WRITTEN EXERCISE: Find each line in the records below that contains the word "provide" with matching case, and copy every such line.

AVAILABLE DATA:
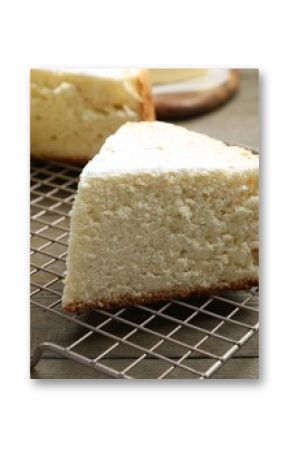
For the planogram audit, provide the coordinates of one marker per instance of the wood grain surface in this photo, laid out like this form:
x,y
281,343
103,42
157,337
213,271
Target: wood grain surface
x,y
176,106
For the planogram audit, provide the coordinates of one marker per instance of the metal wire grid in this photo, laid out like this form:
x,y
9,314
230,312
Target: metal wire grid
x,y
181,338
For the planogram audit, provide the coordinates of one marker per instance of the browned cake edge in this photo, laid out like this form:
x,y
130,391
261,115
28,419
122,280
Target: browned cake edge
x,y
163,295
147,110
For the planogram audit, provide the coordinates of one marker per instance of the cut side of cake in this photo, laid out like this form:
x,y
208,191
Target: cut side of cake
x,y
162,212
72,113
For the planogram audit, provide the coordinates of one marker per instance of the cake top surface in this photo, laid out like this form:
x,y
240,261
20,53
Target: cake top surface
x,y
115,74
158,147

...

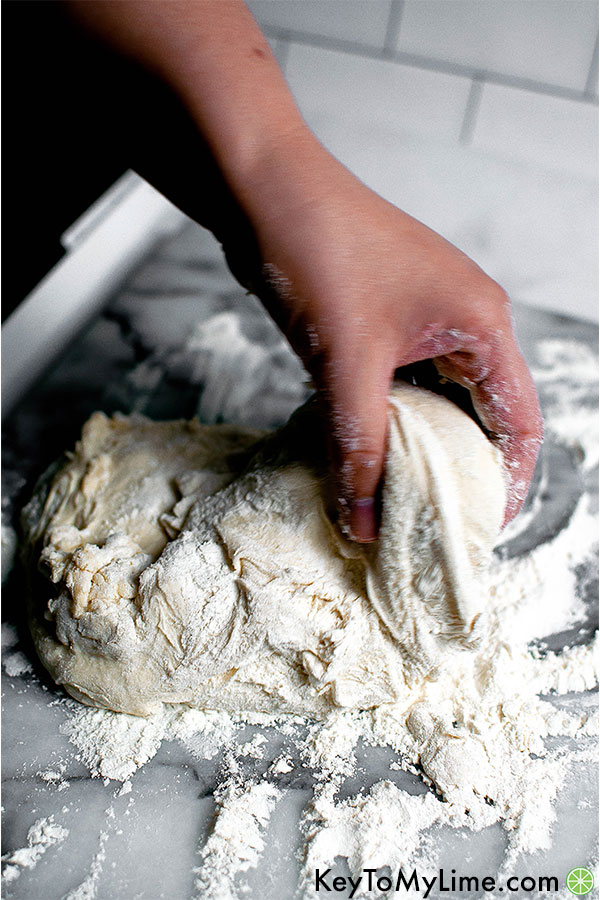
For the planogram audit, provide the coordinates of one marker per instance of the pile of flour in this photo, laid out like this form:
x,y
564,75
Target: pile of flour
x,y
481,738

THE COMPLETED TASK:
For the planogram audit, provide the coordinates of one marker per instance of the wood grain surface in this photo, laid out like this form:
For the planogram audit, provide the coordinates of one marker per instance of the metal wire grid in this photo, laid out like this form:
For the planogram audit, provide the coordinates of one marker per instance of the browned cake edge in this photo, laid out like this form:
For the planogram audit, provide the coordinates of one marker per instance of the cut side of cake in this photo, laid out like this form:
For the planogram audit, provide the coordinates of one marker per instance of the cake top surface in this photo, laid out like this form:
For the planogram audit, provide the coordinates of one marker per instance of the pile of flour in this photo, laid out like this form:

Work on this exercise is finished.